> _Short task 1_: Quote the passage of the article on the NYPD asset forfeiture database that begins at the words "[New York City" and ends after the words "build the database.".

> _Source passage_:
-*-
Bronx Defenders, a legal aid group, had filed a suit to access public records on the NYPD's forfeiture program. In the course of the trial, Courthouse News reports, the city said it had no feasible way of querying its asset forfeiture database and no backup of the database:

[Manhattan Supreme Court Judge Arlene] Bluth appeared gobsmacked Tuesday to hear about the precarious position of data in the police department's PETS database, short for Property and Evidence Tracking System.

"Do you want the Daily News to be reporting that you have no copy of the data?" Bluth asked Giovanatti.

"That deserves an exposé in the New York Times," the judge added later.

[New York City attorney Neil] Giovanatti struggled to assuage Bluth's concerns. "He says the database is in IBM," the attorney said when asked whether any NYPD personnel understand that system's back end.

As Courthouse News notes, the police paid a contractor $25 million to build the database.

The NYPD's asset forfeiture program rakes in millions in seized cash and property from arrests every year. Bronx Defenders filed the suit after the department stonewalled the group's 2014 public records request for information from the property tracking database. In its response to the suit, the NYPD claims that it can't access such bulk data, but a technical expert for Bronx Defenders said in an affidavit Tuesday that such searches would be possible through direct queries of the database.

"No one in the room yesterday really understood what PETS is capable of doing or not doing, and I think that's the problem," Bronx Defenders attorney Adam Shoop says. "We keep going through these rounds of briefings. Each time we learn a little more from the NYPD about how it operates, but it almost raises just as many questions as it answers."

According to the few records Bronx Defenders did receive, the NYPD reported more than $6 million in revenue in 2013 from seized cash, forfeitures, and property sold at auction, and it had a balance of more than $68 million in seized currency in any given month of that year. The records indicate that the vast majority of seized assets are simply forfeited by default after the deadline passes for the property owner to go through the burdensome, Byzantine process of trying to retrieve them.

"One of the recurring problems we see in assisting our clients is that the bureaucratic obstacles in getting property back—even property that the NYPD is not claiming a forfeiture interest in—are just so onerous that people are giving up," Shoop says. "When the deadline passes for people to put in their claim, the NYPD gets to count the money as revenue under the law."

The NYPD's "unclaimed cash and property" sales totaled $6.5 million in 2014 and more than $7 million in 2015, according to the lawsuit.

The police made similar claims last year in testimony before the New York City Council, in response to a bill to require annual reporting on the department's asset forfeiture activities. The Village Voice reports:

"Attempts to perform the types of searches envisioned in the bill will lead to system crashes and significant delays during the intake and release process," said Assistant Deputy Commissioner Robert Messner, while testifying in front of the council's Public Safety Committee. "The only way the department could possibly comply with the bill would be a manual count of over half a million invoices each year."

When asked by councilmember Dan Garodnick whether the NYPD had come to the hearing with any sort of accounting for how much money it has seized from New Yorkers this past year, the NYPD higher-ups testifying simply answered "no."

The NYPD won't have much of a choice in the matter soon. That transparency bill passed the city council, and the mayor signed it into law this past summer. It will go into full effect in 2019. Some boroughs in the city have also streamlined the process of retrieving seized property in response to criticisms from civil liberties groups.

But Bronx Defenders are asking for more information than the bill will require the police to produce—the group wants granular, month-to-month data. And so their suit continues. A followup hearing in the lawsuit is scheduled for December, where the NYPD will presumably respond to Bronx Defenders' claim that it is technically possible to get data from its database.
-*-
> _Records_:
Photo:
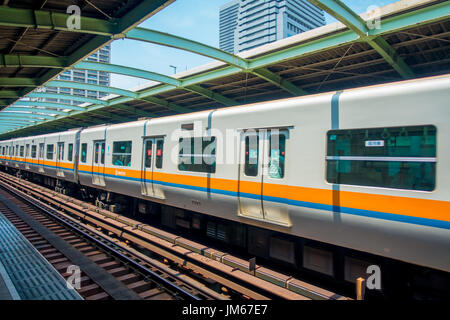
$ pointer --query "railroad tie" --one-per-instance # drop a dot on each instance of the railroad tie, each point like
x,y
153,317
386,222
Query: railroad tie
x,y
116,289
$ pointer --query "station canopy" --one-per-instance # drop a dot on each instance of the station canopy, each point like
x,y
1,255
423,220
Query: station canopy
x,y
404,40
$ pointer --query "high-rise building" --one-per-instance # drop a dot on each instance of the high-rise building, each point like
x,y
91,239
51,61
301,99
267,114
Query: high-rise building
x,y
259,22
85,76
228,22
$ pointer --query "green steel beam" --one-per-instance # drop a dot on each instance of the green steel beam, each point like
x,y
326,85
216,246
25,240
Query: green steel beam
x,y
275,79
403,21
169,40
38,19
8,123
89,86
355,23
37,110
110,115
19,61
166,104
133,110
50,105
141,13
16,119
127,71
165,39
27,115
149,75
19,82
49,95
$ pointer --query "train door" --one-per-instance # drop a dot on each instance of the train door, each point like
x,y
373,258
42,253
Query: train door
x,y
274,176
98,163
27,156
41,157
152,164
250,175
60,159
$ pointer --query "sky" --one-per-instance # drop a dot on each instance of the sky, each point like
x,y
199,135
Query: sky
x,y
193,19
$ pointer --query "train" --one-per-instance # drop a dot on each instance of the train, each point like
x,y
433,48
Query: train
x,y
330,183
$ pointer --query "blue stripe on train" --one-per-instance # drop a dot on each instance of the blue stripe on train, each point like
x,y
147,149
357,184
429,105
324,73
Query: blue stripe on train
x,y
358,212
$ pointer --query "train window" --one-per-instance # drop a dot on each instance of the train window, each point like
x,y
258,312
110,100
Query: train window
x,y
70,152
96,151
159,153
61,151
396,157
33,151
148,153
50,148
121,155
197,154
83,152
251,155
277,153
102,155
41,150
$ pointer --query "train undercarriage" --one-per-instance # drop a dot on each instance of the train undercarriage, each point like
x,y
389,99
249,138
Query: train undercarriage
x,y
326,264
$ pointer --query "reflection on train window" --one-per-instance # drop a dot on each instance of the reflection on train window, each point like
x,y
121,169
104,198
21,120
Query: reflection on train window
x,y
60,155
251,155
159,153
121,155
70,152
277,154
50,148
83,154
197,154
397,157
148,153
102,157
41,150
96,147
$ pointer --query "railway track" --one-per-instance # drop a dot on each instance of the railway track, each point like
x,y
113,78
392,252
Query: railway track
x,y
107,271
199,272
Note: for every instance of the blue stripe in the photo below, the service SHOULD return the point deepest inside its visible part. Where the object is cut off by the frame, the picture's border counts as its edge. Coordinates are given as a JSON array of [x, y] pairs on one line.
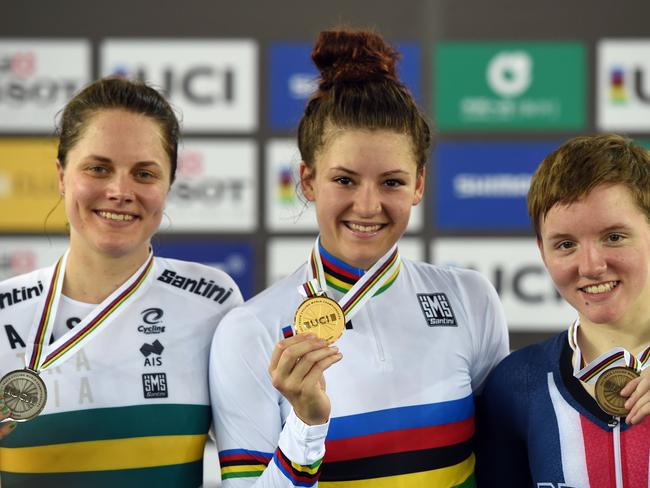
-*-
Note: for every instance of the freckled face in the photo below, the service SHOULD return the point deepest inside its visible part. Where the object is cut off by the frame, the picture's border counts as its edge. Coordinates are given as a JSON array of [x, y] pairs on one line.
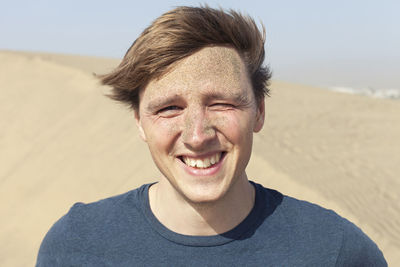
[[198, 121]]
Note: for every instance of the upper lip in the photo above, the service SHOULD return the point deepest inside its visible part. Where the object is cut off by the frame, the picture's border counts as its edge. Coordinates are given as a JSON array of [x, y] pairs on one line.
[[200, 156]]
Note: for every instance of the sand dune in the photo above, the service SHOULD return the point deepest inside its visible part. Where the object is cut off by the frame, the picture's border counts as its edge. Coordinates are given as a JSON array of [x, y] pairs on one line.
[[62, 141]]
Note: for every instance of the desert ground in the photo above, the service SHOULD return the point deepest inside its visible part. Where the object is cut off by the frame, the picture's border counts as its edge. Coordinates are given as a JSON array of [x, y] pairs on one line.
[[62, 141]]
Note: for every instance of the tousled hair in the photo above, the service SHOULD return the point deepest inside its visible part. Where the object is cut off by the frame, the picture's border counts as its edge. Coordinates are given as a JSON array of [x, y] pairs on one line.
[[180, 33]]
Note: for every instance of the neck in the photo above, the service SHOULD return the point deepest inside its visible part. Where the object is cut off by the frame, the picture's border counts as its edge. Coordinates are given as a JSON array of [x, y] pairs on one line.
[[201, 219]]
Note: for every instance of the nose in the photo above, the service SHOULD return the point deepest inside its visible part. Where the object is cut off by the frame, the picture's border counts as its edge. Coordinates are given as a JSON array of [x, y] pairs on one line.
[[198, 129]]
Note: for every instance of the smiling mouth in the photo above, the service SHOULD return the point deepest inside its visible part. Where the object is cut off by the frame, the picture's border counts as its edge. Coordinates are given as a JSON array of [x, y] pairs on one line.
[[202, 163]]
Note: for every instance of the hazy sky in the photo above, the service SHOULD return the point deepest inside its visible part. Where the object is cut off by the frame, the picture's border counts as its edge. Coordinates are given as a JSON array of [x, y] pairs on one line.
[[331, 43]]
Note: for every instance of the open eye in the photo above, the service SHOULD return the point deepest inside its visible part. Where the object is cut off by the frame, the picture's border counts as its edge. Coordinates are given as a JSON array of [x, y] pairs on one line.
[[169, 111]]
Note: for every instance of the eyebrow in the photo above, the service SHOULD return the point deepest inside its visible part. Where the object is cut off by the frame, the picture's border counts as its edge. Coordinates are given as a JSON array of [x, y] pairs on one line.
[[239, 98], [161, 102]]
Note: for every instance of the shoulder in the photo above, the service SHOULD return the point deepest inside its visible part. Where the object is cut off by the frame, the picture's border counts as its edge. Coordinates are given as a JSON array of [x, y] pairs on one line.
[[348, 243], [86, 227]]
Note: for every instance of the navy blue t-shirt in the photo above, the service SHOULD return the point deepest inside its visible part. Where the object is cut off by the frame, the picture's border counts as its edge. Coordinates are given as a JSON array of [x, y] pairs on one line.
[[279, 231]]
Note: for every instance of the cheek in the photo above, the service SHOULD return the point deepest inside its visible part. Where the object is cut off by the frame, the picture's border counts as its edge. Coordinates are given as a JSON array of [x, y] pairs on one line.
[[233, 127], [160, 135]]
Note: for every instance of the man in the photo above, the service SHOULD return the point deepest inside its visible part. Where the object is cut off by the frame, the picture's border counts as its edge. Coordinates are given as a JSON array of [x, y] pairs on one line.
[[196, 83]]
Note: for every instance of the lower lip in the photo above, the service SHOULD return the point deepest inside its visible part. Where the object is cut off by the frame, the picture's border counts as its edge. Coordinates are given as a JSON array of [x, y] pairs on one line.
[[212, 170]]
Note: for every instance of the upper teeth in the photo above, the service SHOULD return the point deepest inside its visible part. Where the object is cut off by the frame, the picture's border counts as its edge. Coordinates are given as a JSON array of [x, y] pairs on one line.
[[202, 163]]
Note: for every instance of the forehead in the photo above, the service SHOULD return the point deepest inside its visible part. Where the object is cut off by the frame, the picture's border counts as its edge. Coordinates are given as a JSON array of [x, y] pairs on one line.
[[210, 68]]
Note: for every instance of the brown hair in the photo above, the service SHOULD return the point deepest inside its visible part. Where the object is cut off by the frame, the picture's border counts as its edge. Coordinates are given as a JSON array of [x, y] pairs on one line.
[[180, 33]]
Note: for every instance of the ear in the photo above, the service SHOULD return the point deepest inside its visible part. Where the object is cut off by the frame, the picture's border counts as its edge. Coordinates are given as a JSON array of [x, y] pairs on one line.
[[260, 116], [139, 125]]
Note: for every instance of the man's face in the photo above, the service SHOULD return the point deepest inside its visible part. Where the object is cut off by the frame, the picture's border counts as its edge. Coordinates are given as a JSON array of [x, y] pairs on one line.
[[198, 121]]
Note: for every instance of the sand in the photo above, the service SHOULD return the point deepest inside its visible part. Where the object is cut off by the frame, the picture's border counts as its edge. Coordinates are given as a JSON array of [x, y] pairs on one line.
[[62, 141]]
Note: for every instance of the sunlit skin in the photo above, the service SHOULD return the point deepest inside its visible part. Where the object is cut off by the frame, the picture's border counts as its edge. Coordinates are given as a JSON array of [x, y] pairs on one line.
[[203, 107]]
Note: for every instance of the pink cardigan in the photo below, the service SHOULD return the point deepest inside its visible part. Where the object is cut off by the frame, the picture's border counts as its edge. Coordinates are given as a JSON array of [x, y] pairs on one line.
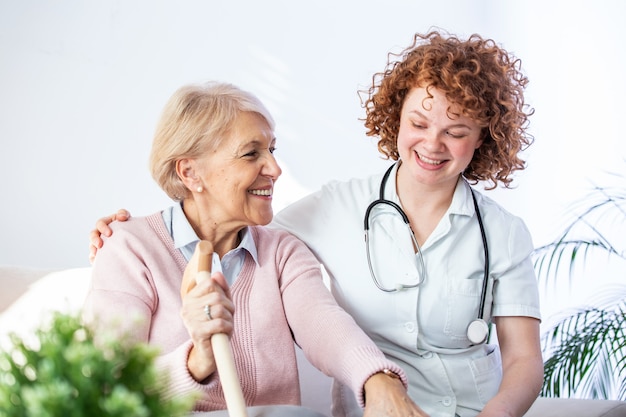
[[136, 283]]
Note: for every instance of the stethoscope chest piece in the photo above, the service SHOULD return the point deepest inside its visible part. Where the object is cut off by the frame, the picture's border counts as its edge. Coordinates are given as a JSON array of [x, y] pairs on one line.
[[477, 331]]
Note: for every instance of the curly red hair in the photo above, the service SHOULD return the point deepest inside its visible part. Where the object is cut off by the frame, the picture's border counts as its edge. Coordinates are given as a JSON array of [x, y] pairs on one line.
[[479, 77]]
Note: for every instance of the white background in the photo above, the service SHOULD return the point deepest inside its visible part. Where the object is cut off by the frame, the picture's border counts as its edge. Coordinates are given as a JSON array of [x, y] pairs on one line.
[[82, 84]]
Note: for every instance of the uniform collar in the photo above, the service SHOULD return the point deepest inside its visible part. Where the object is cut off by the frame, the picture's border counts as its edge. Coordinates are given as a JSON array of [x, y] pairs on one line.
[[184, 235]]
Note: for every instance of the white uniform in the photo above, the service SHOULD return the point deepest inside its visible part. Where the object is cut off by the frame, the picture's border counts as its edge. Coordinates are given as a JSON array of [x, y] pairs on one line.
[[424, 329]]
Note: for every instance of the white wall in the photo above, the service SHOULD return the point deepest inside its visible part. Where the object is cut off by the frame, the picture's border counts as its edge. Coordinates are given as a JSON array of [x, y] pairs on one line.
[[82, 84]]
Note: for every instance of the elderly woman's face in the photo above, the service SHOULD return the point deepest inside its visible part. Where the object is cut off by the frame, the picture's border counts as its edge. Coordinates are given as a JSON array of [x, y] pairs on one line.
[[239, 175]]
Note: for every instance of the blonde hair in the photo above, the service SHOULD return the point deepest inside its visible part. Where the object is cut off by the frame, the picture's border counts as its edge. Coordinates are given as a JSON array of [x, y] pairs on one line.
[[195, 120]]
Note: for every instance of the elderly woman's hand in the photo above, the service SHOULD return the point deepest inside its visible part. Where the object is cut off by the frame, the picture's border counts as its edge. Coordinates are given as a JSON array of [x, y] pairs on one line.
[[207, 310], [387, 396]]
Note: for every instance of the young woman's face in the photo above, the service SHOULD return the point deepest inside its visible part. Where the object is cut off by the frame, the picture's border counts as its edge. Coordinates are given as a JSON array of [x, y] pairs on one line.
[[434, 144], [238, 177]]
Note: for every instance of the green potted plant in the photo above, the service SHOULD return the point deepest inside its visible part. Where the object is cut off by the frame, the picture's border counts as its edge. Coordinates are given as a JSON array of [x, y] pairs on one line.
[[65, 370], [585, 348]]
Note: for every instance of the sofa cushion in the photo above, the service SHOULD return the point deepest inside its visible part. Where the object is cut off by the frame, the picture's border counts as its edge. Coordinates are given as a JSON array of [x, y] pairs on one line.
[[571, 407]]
-*-
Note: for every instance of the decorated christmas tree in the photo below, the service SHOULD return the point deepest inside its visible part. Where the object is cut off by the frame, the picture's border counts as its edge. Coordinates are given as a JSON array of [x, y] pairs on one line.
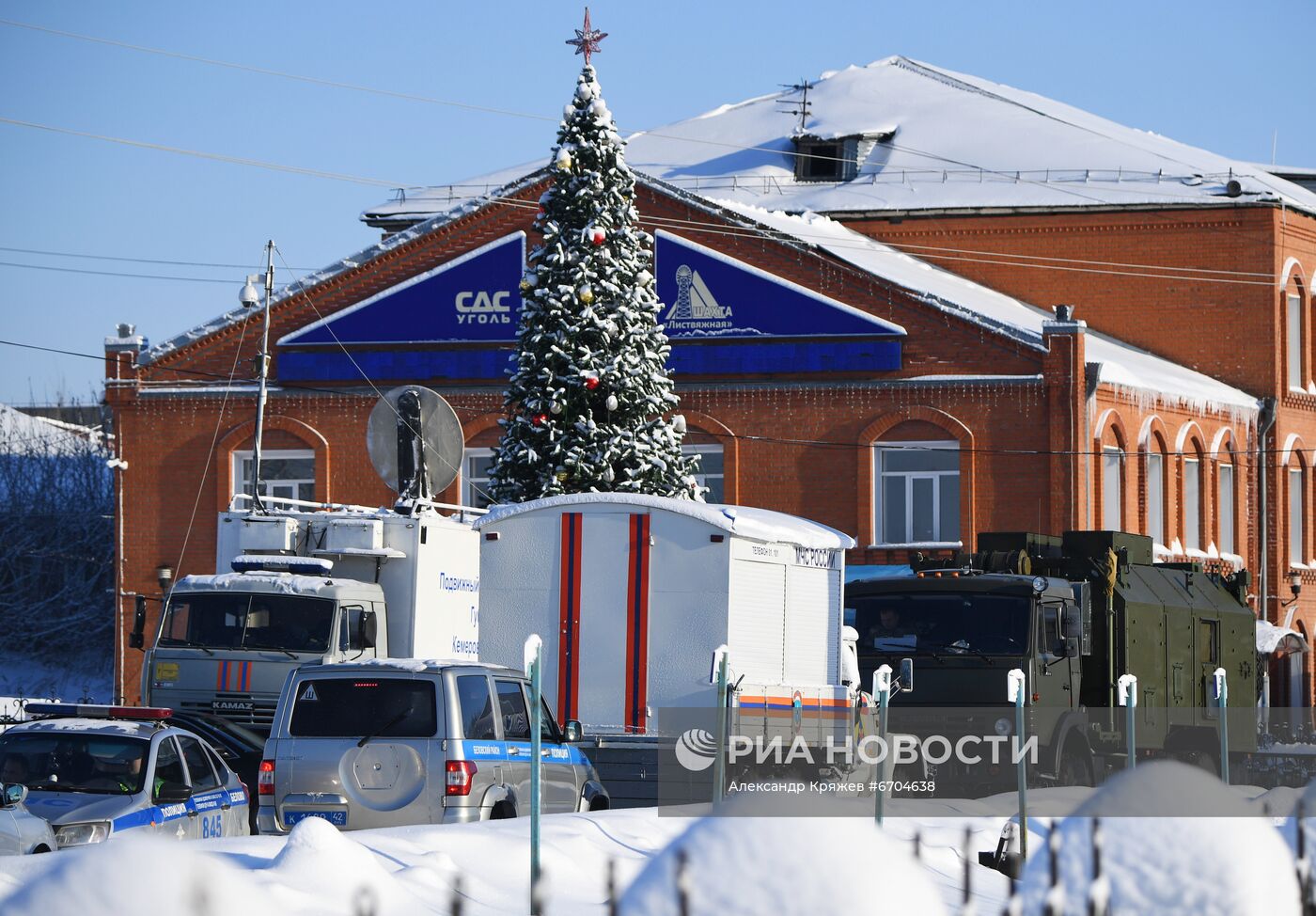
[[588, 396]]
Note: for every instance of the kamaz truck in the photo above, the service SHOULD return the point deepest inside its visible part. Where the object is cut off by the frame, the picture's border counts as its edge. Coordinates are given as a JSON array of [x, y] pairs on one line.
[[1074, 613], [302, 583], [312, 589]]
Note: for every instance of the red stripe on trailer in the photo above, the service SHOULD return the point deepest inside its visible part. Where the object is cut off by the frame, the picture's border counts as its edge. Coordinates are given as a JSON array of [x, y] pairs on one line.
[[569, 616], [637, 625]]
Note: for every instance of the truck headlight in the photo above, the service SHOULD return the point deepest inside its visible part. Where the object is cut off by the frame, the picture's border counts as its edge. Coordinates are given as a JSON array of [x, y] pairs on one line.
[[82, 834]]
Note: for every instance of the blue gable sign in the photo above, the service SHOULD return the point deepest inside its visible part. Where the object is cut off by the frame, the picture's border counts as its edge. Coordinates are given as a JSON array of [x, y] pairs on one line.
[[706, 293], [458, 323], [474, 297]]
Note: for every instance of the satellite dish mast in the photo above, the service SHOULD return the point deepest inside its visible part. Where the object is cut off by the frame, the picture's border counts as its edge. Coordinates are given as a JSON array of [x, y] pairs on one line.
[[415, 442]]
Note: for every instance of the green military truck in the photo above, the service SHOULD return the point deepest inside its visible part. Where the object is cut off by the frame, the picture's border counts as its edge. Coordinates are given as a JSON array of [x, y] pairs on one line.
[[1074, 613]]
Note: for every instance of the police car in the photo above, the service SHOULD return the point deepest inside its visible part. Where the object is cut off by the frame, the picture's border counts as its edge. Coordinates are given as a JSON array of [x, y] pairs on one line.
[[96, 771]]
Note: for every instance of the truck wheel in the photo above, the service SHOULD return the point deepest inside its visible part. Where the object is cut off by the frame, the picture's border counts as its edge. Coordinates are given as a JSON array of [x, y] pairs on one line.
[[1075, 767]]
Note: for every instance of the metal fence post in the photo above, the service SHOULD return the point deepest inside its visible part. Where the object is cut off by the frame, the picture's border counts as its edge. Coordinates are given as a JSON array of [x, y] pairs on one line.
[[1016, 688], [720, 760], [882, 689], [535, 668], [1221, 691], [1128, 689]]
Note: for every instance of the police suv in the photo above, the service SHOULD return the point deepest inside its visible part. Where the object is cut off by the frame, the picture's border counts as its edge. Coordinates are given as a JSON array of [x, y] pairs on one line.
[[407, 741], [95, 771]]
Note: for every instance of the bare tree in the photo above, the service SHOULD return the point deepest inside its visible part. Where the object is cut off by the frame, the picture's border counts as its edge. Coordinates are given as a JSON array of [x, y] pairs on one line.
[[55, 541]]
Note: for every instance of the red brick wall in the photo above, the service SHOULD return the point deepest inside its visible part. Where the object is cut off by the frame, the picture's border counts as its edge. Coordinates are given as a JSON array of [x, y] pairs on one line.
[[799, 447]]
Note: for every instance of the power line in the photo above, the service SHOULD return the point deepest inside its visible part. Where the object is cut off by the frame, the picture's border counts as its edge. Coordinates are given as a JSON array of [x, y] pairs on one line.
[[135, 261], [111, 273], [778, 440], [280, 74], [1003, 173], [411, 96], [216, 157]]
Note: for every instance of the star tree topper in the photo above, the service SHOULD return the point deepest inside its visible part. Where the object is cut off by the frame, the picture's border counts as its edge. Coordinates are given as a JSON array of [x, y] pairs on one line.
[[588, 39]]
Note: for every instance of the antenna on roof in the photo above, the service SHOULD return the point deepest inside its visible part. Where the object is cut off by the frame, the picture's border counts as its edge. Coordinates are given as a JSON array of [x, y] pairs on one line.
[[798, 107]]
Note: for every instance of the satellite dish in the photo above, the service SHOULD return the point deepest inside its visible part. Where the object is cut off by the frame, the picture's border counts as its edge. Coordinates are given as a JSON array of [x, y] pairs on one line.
-*-
> _Short task 2_: Print the lines from the rows above, starting at the line that contains "Note: for every instance of the sunlit" and ending after the line that contains "[[479, 77]]". Leave the pictures out.

> _Expected output 1_:
[New York City attorney Neil] Giovanatti struggled to assuage Bluth's concerns. "He says the database is in IBM," the attorney said when asked whether any NYPD personnel understand that system's back end.

As Courthouse News notes, the police paid a contractor $25 million to build the database.

> _Expected output 2_:
Note: for every instance of the sunlit skin in the photo above, the service SHOULD return the point deepest inside its visible part. Where the object is cut off by the frame, the picture's border counts as its edge. Coordinates are given as a JSON array of [x, y] pairs on one line.
[[203, 107]]
Note: for every instance of the pink cardigan in the photo below, the service SHOULD return the point deepest inside its visible part. Where the object is cut off by the frame, the picture's border counts as its edge. Coordinates are given as a JSON array of [x, y] pairs on one line.
[[136, 283]]
Note: for every instance of the stethoscope chest piece in the photo above, the service SHOULD return the point deepest inside its visible part. Where the object is cut off by the frame, the picture's border counts as its edge. Coordinates are given as a JSON array of [x, y] pairs on one line.
[[477, 331]]
Note: for every instance of the curly red hair in the photo above, the service SHOULD return the point deepest inside its visible part. Where the object is cut off by the frame, the picture's border counts as its edge. Coordinates are given as a JSON array of [x, y] pairs on one line.
[[479, 77]]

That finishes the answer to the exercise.